▶ _The problem_: A single number is the answer: the count of lines in these records with "wall" in them.

━━━━━ Dataset records

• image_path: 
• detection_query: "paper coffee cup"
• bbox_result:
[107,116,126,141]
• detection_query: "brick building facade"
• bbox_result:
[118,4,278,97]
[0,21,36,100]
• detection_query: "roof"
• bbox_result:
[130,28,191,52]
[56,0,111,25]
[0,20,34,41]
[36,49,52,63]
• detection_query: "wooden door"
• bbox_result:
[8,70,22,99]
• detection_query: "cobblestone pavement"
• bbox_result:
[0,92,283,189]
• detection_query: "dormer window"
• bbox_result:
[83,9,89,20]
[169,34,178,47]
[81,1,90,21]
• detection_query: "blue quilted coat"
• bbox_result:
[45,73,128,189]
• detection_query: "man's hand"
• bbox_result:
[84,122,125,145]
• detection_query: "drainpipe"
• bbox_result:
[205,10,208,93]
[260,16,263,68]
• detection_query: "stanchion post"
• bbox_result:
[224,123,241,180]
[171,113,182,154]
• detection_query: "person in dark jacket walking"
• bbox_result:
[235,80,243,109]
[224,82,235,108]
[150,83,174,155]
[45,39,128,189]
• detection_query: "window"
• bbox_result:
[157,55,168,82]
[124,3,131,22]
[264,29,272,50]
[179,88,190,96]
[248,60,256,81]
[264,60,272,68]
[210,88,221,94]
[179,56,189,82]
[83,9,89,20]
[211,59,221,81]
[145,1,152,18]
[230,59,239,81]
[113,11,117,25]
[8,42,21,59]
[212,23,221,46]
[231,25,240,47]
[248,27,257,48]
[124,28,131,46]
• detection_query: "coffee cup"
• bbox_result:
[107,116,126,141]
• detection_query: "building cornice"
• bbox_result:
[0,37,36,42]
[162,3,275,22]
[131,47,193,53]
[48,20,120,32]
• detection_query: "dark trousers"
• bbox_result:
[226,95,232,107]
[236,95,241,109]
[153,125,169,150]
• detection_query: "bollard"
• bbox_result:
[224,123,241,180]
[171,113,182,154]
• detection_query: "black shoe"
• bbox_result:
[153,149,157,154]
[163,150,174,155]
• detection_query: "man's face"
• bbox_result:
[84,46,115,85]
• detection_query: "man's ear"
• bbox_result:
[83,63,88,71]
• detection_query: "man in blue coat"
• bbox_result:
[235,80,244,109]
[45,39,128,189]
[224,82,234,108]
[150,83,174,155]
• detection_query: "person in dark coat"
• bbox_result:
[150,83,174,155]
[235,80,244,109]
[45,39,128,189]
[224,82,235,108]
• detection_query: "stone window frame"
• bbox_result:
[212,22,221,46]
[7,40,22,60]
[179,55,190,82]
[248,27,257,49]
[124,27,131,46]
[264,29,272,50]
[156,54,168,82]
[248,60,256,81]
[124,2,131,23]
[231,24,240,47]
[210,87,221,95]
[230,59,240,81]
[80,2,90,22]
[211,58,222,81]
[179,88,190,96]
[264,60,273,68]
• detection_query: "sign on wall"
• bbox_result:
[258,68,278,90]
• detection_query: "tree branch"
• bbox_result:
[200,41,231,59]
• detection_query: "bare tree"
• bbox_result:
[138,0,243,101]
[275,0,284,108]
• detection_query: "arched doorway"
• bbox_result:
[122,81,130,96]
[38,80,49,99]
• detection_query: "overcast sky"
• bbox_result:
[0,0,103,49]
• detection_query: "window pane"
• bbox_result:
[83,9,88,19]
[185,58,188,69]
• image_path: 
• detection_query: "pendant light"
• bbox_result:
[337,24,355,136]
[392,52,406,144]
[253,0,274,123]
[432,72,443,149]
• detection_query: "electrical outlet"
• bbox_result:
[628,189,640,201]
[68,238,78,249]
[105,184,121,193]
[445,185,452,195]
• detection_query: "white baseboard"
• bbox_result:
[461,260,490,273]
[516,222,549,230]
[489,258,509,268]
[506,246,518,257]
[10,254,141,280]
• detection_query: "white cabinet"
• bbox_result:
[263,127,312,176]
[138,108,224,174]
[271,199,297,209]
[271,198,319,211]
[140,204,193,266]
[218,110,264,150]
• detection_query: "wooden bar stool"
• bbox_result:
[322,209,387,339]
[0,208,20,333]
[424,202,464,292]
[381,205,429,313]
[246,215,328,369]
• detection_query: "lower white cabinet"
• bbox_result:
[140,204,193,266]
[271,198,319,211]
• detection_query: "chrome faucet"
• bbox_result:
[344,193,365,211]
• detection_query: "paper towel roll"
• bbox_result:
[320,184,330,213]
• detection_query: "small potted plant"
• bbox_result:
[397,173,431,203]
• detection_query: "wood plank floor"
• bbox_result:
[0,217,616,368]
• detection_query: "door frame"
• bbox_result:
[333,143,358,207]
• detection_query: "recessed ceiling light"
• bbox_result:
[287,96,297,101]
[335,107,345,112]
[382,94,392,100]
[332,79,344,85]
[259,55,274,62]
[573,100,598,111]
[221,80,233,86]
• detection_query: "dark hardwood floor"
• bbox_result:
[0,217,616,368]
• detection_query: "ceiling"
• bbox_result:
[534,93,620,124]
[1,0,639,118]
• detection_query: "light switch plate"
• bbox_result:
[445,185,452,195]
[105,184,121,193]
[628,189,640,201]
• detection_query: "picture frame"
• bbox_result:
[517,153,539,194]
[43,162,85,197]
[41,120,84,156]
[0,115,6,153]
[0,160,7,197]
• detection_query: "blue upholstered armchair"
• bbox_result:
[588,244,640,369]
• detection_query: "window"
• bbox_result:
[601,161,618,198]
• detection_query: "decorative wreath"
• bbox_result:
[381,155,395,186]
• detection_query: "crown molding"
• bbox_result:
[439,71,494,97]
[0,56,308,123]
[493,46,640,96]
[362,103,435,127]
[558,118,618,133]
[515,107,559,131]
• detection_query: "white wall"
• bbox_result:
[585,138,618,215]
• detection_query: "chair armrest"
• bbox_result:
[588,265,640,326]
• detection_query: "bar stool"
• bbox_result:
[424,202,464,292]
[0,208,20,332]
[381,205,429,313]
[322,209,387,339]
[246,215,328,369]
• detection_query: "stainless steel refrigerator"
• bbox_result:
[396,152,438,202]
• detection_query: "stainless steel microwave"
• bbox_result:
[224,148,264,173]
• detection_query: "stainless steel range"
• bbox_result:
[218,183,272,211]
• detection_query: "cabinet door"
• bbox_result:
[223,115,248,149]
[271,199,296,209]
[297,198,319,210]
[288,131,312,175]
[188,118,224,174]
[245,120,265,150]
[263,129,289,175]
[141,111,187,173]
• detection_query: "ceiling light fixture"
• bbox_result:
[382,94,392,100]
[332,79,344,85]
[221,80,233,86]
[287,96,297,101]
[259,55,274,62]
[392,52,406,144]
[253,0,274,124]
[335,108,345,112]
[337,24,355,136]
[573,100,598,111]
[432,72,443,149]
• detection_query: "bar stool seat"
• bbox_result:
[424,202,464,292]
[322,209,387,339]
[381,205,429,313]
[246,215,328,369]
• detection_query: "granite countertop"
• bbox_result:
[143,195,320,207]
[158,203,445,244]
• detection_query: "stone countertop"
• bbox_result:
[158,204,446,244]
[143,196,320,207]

━━━━━━━━━━

▶ _Response for this exercise_: 2